Task brief -
Copy out the lines from the one that has "of the chairlift" through the one that has "[[1250, 483], [1219, 451], [1172, 410]]", changing every "lavender field" to "sunflower field" and leaving the rest as it is.

[Photo-based point labeling data]

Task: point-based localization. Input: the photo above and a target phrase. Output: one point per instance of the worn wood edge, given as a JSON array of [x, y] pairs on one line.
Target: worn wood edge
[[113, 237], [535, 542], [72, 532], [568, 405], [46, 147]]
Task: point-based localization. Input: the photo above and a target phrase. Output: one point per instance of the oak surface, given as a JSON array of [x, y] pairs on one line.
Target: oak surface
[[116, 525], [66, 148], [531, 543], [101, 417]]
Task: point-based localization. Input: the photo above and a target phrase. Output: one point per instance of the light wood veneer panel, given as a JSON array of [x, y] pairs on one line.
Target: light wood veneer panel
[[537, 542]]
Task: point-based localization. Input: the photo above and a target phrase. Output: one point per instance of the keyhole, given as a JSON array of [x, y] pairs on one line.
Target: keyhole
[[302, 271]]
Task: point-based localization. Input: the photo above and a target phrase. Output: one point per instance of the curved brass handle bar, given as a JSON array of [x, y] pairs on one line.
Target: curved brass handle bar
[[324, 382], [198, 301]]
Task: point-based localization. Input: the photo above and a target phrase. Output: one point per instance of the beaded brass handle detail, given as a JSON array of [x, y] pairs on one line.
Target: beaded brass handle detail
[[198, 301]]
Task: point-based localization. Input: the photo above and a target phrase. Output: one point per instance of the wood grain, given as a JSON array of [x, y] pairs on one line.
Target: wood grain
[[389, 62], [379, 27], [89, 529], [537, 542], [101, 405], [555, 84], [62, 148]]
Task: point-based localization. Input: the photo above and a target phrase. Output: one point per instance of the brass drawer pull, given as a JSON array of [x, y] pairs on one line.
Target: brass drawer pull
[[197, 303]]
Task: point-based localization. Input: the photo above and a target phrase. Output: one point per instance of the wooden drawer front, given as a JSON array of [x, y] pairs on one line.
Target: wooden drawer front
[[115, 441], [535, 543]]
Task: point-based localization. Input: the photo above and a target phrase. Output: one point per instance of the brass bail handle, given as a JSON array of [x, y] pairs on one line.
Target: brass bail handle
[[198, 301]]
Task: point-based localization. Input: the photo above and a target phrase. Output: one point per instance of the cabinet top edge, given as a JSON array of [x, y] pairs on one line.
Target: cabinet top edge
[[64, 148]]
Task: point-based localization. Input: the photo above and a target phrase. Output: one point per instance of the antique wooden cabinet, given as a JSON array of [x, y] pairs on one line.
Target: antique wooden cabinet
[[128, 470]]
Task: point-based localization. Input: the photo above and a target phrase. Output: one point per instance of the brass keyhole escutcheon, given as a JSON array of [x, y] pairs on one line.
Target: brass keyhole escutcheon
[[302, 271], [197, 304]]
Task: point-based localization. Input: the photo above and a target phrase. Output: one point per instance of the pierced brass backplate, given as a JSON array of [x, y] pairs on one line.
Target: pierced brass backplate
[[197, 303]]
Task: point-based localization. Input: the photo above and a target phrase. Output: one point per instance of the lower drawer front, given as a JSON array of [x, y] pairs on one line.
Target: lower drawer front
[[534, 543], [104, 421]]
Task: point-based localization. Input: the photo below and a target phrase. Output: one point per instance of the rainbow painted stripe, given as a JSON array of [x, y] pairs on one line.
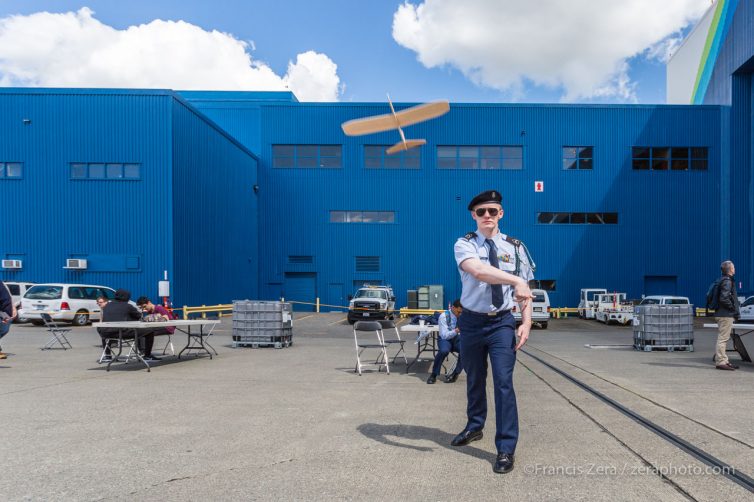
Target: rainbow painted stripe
[[724, 10]]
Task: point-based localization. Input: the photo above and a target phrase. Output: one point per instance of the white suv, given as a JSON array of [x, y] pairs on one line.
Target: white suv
[[17, 291], [75, 303], [540, 311]]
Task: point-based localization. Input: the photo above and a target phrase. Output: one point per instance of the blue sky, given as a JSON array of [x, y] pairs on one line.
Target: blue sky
[[357, 35]]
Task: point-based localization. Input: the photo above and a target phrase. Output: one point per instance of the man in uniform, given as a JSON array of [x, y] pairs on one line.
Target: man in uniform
[[728, 311], [495, 270]]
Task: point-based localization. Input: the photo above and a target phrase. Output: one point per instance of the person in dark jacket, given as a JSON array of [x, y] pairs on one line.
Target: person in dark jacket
[[7, 313], [728, 311], [120, 310]]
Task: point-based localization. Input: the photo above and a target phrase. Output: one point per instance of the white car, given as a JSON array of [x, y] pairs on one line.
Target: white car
[[664, 300], [74, 303], [17, 291], [540, 308]]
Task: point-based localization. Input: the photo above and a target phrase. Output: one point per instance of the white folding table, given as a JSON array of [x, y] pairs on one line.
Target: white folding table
[[195, 339], [738, 344]]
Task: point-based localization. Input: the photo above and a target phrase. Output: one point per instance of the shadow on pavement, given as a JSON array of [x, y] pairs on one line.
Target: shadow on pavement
[[392, 434]]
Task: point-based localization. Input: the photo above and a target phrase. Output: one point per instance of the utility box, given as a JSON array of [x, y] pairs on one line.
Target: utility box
[[436, 297], [412, 299]]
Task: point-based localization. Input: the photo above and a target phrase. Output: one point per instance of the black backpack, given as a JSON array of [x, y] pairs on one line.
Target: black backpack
[[713, 295]]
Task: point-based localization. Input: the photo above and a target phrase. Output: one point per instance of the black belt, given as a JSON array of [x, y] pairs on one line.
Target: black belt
[[488, 314]]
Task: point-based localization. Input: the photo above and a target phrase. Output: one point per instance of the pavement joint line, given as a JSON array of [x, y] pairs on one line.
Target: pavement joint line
[[702, 424], [646, 462], [737, 477]]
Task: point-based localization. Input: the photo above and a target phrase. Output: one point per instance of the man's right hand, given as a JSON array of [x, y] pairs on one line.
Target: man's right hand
[[522, 294]]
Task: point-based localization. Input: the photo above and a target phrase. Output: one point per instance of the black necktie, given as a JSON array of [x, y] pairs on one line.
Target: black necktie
[[497, 289]]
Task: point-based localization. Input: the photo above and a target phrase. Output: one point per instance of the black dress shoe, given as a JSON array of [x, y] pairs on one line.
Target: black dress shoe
[[465, 437], [504, 463]]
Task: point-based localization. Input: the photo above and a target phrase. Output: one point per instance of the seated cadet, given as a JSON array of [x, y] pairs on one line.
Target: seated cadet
[[120, 310], [146, 305], [449, 341]]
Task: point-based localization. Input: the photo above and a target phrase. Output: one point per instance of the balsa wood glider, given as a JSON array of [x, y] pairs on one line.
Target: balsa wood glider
[[397, 120]]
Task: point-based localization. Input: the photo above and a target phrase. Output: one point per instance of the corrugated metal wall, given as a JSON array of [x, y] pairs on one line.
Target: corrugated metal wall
[[659, 212], [200, 221], [215, 212], [731, 84], [48, 217]]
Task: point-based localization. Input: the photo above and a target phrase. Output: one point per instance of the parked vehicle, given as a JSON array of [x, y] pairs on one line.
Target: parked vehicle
[[613, 308], [664, 300], [74, 303], [588, 302], [540, 308], [17, 291], [372, 302]]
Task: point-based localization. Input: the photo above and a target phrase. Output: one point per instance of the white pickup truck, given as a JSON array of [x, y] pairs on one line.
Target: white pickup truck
[[613, 308], [588, 302]]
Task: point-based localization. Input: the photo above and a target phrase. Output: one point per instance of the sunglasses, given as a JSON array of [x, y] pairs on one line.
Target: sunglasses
[[491, 210]]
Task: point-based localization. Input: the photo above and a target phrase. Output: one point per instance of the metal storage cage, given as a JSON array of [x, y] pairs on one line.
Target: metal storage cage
[[664, 327], [262, 324]]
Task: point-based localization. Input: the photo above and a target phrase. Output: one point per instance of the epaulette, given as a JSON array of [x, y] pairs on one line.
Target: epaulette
[[513, 240]]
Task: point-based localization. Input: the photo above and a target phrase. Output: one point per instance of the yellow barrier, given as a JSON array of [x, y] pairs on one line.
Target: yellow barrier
[[206, 308]]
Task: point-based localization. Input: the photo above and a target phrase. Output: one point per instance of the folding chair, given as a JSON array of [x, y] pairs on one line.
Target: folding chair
[[388, 324], [382, 359], [113, 337], [58, 333]]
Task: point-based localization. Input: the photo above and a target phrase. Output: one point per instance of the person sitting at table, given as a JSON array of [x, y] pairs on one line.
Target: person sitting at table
[[120, 310], [149, 308], [449, 341]]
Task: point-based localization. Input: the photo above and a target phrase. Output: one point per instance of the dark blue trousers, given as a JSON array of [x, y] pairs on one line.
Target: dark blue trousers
[[445, 347], [494, 337]]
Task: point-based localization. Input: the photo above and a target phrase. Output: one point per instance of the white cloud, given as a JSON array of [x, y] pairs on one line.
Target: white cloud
[[581, 46], [315, 76], [74, 49]]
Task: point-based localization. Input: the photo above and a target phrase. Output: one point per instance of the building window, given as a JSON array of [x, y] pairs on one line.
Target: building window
[[665, 158], [362, 217], [577, 218], [376, 158], [307, 156], [11, 170], [300, 259], [480, 157], [578, 157], [104, 171], [367, 264]]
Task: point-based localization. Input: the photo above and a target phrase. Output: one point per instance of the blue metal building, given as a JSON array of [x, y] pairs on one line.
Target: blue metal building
[[253, 194], [134, 182]]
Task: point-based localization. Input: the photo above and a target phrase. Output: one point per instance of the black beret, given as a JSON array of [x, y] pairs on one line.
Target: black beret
[[485, 197]]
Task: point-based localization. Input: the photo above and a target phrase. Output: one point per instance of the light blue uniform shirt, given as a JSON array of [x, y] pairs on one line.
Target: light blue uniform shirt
[[477, 295], [448, 322]]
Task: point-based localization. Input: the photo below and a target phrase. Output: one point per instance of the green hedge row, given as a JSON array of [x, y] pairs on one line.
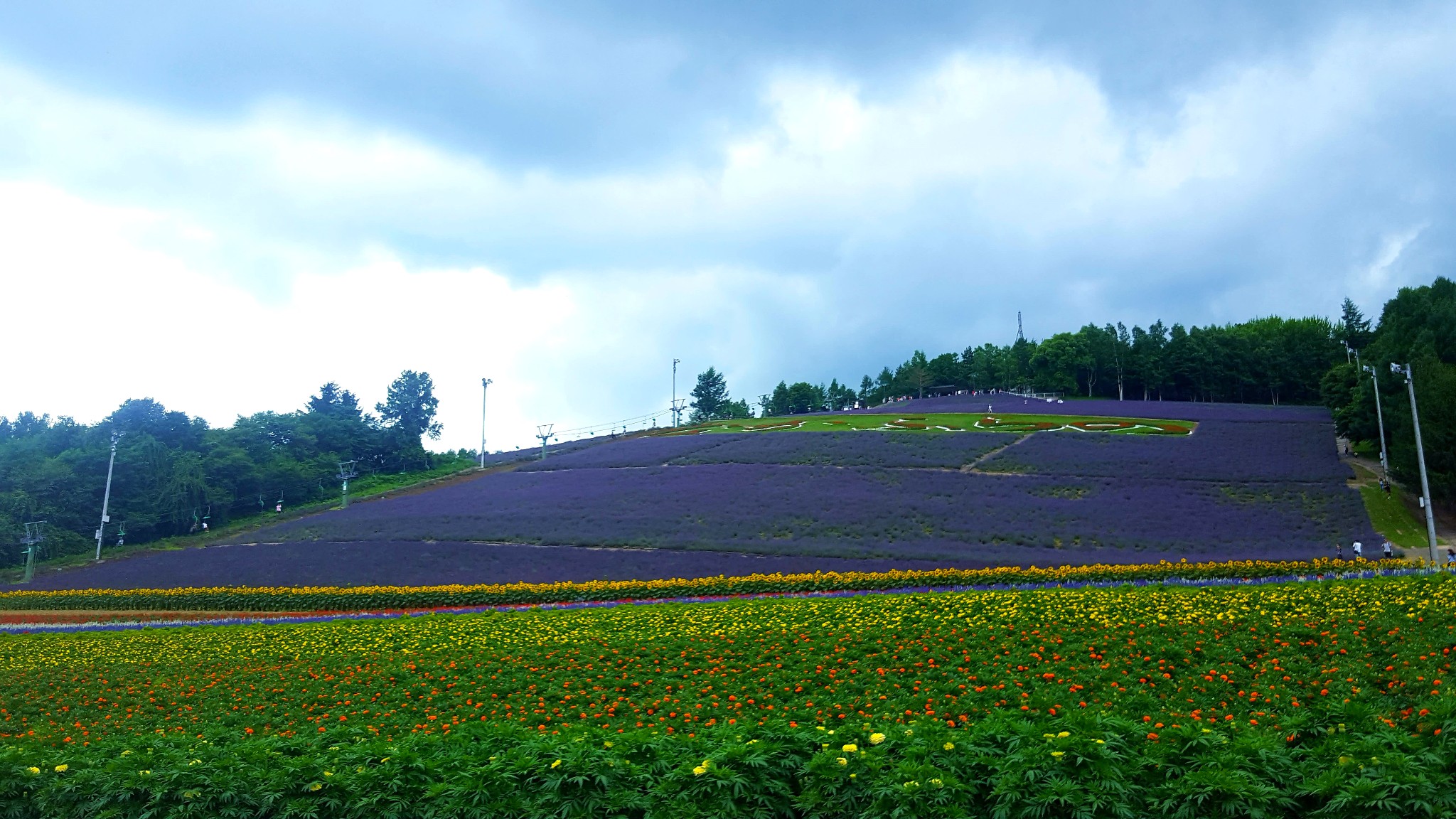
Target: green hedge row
[[1085, 766]]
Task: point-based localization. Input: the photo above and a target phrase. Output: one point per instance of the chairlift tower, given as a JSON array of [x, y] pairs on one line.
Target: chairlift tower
[[1379, 417], [34, 534], [105, 500], [1420, 458], [676, 408], [486, 385], [346, 473]]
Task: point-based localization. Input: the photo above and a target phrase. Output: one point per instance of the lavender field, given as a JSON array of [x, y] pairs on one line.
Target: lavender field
[[1250, 483], [1219, 451], [1172, 410]]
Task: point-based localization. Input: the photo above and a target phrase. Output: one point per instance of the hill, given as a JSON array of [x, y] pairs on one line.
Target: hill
[[1260, 483]]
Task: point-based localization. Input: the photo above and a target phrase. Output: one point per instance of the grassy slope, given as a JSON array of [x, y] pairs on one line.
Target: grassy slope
[[361, 488], [1391, 516], [951, 422]]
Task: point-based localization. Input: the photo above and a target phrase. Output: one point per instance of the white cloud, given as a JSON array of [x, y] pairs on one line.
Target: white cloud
[[232, 266]]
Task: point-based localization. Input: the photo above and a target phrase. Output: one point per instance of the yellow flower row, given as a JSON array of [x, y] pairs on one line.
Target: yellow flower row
[[361, 598]]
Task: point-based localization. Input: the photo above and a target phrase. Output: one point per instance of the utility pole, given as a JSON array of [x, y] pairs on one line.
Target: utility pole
[[34, 534], [1379, 419], [105, 500], [486, 385], [675, 390], [1420, 458], [346, 473]]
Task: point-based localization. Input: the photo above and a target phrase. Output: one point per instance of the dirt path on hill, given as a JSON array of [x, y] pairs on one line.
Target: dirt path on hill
[[1368, 474]]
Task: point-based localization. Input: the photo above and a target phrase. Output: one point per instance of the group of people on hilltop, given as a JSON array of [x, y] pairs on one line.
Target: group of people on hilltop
[[1359, 550], [1389, 551]]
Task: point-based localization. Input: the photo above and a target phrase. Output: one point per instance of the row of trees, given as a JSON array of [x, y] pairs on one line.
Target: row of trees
[[1267, 360], [1418, 328], [173, 471]]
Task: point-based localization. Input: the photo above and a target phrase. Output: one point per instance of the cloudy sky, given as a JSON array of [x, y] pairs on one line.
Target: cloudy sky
[[222, 206]]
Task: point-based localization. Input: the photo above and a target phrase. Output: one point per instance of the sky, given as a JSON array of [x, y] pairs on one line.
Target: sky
[[225, 206]]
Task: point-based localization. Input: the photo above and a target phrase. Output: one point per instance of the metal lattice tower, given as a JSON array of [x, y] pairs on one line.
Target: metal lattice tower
[[34, 534]]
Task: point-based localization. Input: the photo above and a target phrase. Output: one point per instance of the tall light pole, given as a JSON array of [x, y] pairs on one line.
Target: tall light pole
[[1420, 458], [105, 500], [486, 385], [1379, 419]]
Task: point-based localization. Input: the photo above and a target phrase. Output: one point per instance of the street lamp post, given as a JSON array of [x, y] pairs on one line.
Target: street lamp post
[[486, 384], [105, 500], [1379, 419], [1420, 458]]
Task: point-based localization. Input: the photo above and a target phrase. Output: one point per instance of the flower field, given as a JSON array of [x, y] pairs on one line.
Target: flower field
[[1029, 422], [1261, 483], [1280, 700], [1221, 452], [896, 513], [373, 598]]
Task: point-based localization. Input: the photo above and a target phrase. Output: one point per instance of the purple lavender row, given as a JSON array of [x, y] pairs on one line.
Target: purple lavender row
[[1071, 585], [892, 449], [1171, 410], [899, 513], [1218, 451]]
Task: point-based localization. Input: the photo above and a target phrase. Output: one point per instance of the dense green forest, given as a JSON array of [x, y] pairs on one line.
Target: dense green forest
[[1418, 328], [173, 473], [1268, 360]]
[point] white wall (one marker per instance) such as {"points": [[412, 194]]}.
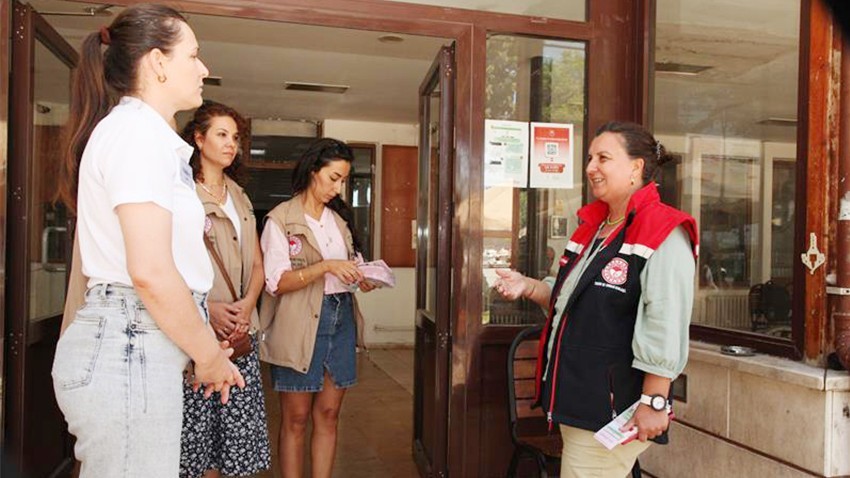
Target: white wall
{"points": [[389, 313]]}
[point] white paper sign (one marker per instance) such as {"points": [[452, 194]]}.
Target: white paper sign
{"points": [[551, 155], [505, 153]]}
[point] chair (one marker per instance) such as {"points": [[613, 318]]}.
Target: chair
{"points": [[529, 428]]}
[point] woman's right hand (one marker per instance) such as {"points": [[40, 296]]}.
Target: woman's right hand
{"points": [[224, 318], [511, 284], [346, 271], [218, 374]]}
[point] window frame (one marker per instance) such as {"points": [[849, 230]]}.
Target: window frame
{"points": [[816, 137]]}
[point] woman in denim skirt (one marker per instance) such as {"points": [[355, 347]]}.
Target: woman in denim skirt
{"points": [[310, 254], [229, 439], [117, 372]]}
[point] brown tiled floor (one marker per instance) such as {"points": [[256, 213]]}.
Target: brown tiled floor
{"points": [[376, 423]]}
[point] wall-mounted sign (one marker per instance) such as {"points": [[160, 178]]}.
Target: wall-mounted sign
{"points": [[551, 155], [505, 153]]}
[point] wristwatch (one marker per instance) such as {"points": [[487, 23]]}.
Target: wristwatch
{"points": [[656, 402]]}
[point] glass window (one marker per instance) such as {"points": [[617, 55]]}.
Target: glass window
{"points": [[360, 194], [726, 104], [526, 224], [560, 9]]}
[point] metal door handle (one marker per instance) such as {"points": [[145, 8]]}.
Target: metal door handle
{"points": [[45, 236]]}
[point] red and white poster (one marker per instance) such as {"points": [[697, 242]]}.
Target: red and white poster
{"points": [[551, 156]]}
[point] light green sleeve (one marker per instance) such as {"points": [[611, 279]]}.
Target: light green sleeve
{"points": [[661, 339]]}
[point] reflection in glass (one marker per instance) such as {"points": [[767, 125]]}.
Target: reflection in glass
{"points": [[560, 9], [360, 196], [527, 228], [726, 102], [48, 234]]}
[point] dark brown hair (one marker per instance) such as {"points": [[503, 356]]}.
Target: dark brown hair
{"points": [[200, 124], [639, 143], [104, 76], [321, 153]]}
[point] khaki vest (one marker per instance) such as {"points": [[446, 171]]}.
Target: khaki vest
{"points": [[238, 260], [289, 322]]}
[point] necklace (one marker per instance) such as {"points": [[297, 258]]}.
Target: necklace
{"points": [[609, 222], [220, 199]]}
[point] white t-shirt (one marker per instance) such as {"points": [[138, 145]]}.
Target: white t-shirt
{"points": [[133, 156], [229, 209]]}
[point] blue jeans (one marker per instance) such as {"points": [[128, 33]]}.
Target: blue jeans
{"points": [[119, 382], [335, 351]]}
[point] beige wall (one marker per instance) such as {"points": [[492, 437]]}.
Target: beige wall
{"points": [[389, 313]]}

Result of the task -
Task: point-based localization. Input: the photo above and a target phrase. Output: one point per instance of the chairlift tower, given as a JSON array of [x, y] pairs on one line.
Target: chairlift tower
[[1379, 417], [34, 534], [105, 500], [1420, 458], [676, 408], [486, 385], [346, 473]]
Task: point-based localization. Input: the photo above and a target phrase. Output: one point per instance of the sunflower field, given as a JSON array of [x, y] pairs on one line.
Target: sunflower field
[[1250, 483], [1219, 451], [1172, 410]]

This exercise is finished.